### TO BE DONE
The listing below should be copied in full, word for word.

((

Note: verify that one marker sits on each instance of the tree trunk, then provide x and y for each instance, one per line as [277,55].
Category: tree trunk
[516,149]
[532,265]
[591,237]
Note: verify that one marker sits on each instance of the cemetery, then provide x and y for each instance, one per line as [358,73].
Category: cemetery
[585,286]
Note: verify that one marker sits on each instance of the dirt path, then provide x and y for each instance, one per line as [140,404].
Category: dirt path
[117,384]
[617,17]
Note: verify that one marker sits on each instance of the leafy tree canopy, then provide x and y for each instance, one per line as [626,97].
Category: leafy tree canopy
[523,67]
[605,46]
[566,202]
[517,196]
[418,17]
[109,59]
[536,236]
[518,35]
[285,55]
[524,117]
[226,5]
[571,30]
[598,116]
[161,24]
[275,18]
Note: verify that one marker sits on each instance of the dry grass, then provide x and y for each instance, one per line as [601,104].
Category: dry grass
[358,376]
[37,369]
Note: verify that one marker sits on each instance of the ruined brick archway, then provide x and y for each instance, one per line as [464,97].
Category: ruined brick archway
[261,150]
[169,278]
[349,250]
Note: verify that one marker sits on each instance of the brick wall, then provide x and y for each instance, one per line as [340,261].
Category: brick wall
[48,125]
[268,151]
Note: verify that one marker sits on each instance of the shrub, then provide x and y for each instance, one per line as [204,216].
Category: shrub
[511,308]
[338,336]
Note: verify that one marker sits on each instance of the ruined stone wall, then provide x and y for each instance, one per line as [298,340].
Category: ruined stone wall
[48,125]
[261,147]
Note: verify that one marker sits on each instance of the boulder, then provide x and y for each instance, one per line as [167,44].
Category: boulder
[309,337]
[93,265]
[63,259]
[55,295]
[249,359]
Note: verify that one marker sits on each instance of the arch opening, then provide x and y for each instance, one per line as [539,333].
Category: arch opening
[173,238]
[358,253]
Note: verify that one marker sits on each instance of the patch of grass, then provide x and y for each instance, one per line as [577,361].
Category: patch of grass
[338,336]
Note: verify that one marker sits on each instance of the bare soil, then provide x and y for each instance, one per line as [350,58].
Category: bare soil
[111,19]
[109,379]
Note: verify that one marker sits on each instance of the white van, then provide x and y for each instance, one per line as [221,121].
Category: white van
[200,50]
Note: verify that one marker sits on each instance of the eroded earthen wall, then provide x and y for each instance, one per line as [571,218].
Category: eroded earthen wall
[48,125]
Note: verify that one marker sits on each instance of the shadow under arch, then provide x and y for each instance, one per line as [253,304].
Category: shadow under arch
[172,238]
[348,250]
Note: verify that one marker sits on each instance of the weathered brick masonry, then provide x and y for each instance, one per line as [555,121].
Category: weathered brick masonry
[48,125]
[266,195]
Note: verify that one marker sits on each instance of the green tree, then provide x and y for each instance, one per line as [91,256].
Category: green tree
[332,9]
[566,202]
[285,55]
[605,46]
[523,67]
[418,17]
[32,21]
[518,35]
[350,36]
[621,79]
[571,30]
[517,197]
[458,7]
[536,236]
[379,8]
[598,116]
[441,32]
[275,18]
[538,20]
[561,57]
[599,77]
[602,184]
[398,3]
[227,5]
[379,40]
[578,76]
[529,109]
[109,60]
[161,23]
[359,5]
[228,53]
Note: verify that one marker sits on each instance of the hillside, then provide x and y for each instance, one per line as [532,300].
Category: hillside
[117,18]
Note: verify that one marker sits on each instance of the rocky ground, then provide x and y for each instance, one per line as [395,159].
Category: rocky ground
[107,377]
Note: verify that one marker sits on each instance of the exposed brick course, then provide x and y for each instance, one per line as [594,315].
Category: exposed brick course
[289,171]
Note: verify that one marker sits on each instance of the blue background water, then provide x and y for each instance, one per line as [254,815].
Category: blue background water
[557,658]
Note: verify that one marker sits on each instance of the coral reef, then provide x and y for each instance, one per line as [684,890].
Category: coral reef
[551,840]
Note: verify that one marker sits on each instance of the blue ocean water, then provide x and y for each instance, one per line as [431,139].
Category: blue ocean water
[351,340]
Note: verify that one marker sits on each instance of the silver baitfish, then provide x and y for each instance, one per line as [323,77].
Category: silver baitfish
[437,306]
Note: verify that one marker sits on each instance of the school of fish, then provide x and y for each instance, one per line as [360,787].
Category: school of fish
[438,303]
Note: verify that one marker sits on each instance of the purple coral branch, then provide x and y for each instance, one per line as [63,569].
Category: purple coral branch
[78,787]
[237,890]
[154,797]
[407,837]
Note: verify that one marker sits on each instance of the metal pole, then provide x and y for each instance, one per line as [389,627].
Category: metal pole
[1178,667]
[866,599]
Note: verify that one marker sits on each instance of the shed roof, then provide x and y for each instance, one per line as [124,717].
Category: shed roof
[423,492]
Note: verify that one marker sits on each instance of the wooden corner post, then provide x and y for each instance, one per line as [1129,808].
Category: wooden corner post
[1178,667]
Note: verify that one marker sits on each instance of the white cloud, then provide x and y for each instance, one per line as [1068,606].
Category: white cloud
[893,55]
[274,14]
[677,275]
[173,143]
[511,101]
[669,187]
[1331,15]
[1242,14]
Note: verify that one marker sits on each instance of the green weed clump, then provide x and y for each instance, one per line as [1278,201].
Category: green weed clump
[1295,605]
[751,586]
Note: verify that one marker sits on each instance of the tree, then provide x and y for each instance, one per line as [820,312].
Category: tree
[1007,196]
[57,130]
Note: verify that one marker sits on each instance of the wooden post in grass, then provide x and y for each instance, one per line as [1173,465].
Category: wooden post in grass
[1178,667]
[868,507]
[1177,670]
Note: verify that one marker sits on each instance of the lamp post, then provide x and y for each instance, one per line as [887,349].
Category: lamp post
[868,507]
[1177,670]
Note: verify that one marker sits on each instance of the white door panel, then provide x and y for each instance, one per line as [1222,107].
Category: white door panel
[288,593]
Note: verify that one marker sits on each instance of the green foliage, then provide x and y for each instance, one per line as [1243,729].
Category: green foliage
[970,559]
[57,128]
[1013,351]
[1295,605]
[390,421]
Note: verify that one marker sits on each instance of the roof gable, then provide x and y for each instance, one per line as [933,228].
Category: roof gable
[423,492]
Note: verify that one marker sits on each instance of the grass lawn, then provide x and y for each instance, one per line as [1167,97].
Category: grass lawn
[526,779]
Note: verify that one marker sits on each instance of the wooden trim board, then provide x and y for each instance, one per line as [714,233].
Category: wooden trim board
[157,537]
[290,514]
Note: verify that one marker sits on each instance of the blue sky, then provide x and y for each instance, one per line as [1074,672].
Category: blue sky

))

### SOLVED EXERCISE
Note: verify that one marker sits on each instance of the tree trunk, then provide x and y for each instance, one per line as [277,55].
Category: tree trunk
[516,149]
[532,265]
[591,237]
Note: verify that one marker sits on each instance of the cemetery, then provide x and y for each instance, one per line as [358,73].
Category: cemetery
[585,286]
Note: verify that one marker sits on each instance of the dirt path, then provide x and y for each instance, one per line as [140,404].
Category: dirt path
[117,384]
[617,17]
Note: verify that one marker sits on each instance of the leafy tree canopy, then provide x and y for each instance, one per line as [626,97].
Category: leafy tree canopy
[523,67]
[605,46]
[566,202]
[517,196]
[418,17]
[109,59]
[536,236]
[518,35]
[285,55]
[524,117]
[226,5]
[571,30]
[598,116]
[161,24]
[275,18]
Note: verify that one marker sits on each instance of the dry grass, then provide x and y for each instance, one per line as [601,104].
Category: dry grass
[358,376]
[37,369]
Note: verify that one marker sits on each instance of the ruined brick archway, then provide x and y for each instance, one per line as [464,97].
Category: ruined brick archway
[261,150]
[169,278]
[349,250]
Note: verify that one marker sits on each instance of the brick wall, then provide x and y for each instance, one per line as [340,261].
Category: brick wall
[48,125]
[268,151]
Note: verify that one marker sits on each instance of the shrub, then provide x and y for each instance, one per line as [204,216].
Category: shrub
[511,308]
[338,336]
Note: verify that one marker sits on each instance of the ruined stone wall, then provide x and y for each instance, one per line as [298,340].
Category: ruined stone wall
[48,125]
[261,147]
Note: verify that one marker sits on each instance of the boulder, then provide x and y for each instance, one per line as [167,44].
Category: boulder
[309,337]
[93,265]
[63,259]
[55,295]
[249,359]
Note: verify that one marker sits on each instance of the arch opening, then provide x and y for each instance, one per line as [539,333].
Category: arch opening
[173,238]
[358,253]
Note: verify that one marker sits on each instance of the patch of grass, then provide x and y for each instance, one per line as [577,361].
Category: patch of grass
[338,336]
Note: verify that one marker sits on each instance of the bare soil, then provide x and y for each instance, one per line as [350,58].
Category: bare soil
[111,19]
[109,379]
Note: verify that one marker sits on each instance of the white van, then provide x and y for each instance, one per line as [221,121].
Category: white van
[200,50]
Note: verify that one marker sits on each instance of the eroded earthen wall, then provide x and y for each instance, one per line as [571,218].
Category: eroded earthen wall
[48,125]
Note: verify that one marker sits on each instance of the shadow under arch, then provide x and y for each instance, one per line as [253,304].
Category: shadow under arch
[172,238]
[348,250]
Note: verify that one marker sits on each instance of the weathered brick masonry, then provide x and y for each instance, one per line as [555,121].
Category: weathered brick masonry
[48,125]
[266,195]
Note: verify that one marker sits on each instance of the green tree, then provide x and y for each instance, one per line as [91,256].
Category: green tree
[332,9]
[566,202]
[285,55]
[605,46]
[523,67]
[418,17]
[32,21]
[518,35]
[350,36]
[621,79]
[571,30]
[517,197]
[458,7]
[536,236]
[379,8]
[598,116]
[441,32]
[275,18]
[538,20]
[561,57]
[599,77]
[602,184]
[398,3]
[227,5]
[379,40]
[578,76]
[529,109]
[109,60]
[161,23]
[359,5]
[228,53]
Note: verify that one marker sits on each instance of the hillside, then provide x and y for each instance, one per line as [532,300].
Category: hillside
[117,18]
Note: verify that one marker sits on each instance of the rocky ground, then provide x and y for each instance, one per line as [395,159].
Category: rocky ground
[107,377]
Note: verify that one marker sits on each instance of the exposed brick course, then provide x and y for each instance, one per line as [594,315].
Category: exposed brick course
[289,171]
Note: verify that one marker sits on each instance of the blue background water, then provide x and y for each instance, one per line as [254,815].
Category: blue background water
[557,658]
Note: verify that one marker sits on each instance of the coral reef, then provide x and y for each instance, one per line as [684,890].
Category: coral reef
[551,840]
Note: verify that one marker sits on each instance of the blue ocean water, then provide x and y for each instance, one per line as [431,139].
Category: blue ocean water
[351,340]
Note: verify that one marker sits on each instance of the silver baitfish, then provide x and y for each instance, one per line as [323,77].
Category: silver baitfish
[437,306]
Note: verify that one marker sits on each instance of the school of fish, then provide x and y for each instance, one per line as [360,787].
Category: school of fish
[438,303]
Note: verify that one marker sits on each instance of the purple coral branch, then provide x and y for each instance, one per line as [63,569].
Category: purple coral branch
[78,787]
[237,890]
[154,797]
[407,837]
Note: verify that one marker sits on each instance of the metal pole, then provide x and y for each instance, one per line as [389,627].
Category: metal pole
[1178,667]
[866,599]
Note: verify that one marker sits on each instance of the shed roof, then provide x and y for each instance, one per line as [124,717].
Category: shed roof
[423,492]
Note: verify that one marker sits on each instance of the wooden corner post, then provide x and y for each instance, one per line as [1129,808].
Category: wooden corner post
[1178,667]
Note: verify that one marker sits on each instance of the white cloud, then provide x and y for each instance, one per line as [1068,606].
Category: white cloud
[893,55]
[274,14]
[677,275]
[173,143]
[511,101]
[669,187]
[1331,15]
[1242,14]
Note: verify that one marker sits on each instance of the green weed clump, then provide x and y for each instance, one per line as [1278,201].
Category: green weed clump
[1295,605]
[751,586]
Note: verify that one marker sits on each instance of the tree, then provide x and y for each instance, one per line as [820,312].
Category: tree
[1007,196]
[57,130]
Note: verify that one marker sits on each instance of the wooden post in grass, then provide x and y for each instance, one per line as [1173,465].
Category: wooden post in grass
[1178,667]
[868,507]
[1177,670]
Note: verify that one marker sits on each instance of the lamp post, then provide x and y for each instance, one per line as [887,349].
Category: lamp post
[868,507]
[1177,670]
Note: verify that one marker sits on each instance of the white door panel, then provide x and y for each instance, one per line as [1222,107].
Category: white door panel
[288,593]
Note: verify that one marker sits on each instance of the green foliage, then provide x and y for each instance, one per line as [1243,729].
Category: green foliage
[970,559]
[57,128]
[1013,351]
[1295,605]
[390,421]
Note: verify that one marker sits on each instance of the roof gable, then provide x and y for each instance, one per line as [933,228].
Category: roof gable
[423,492]
Note: verify that one marker sits on each instance of the grass lawn, then provide x and y for each instance, one per line as [1167,97].
Category: grass lawn
[526,779]
Note: verify that one marker sits on each instance of the wooden trim board, then provide x and y for each instance, one per line as [714,233].
Category: wooden trim board
[157,537]
[290,514]
Note: verify that one marker sits on each instance of the blue sky, then provide x and y for each instance, one per line as [1074,672].
Category: blue sky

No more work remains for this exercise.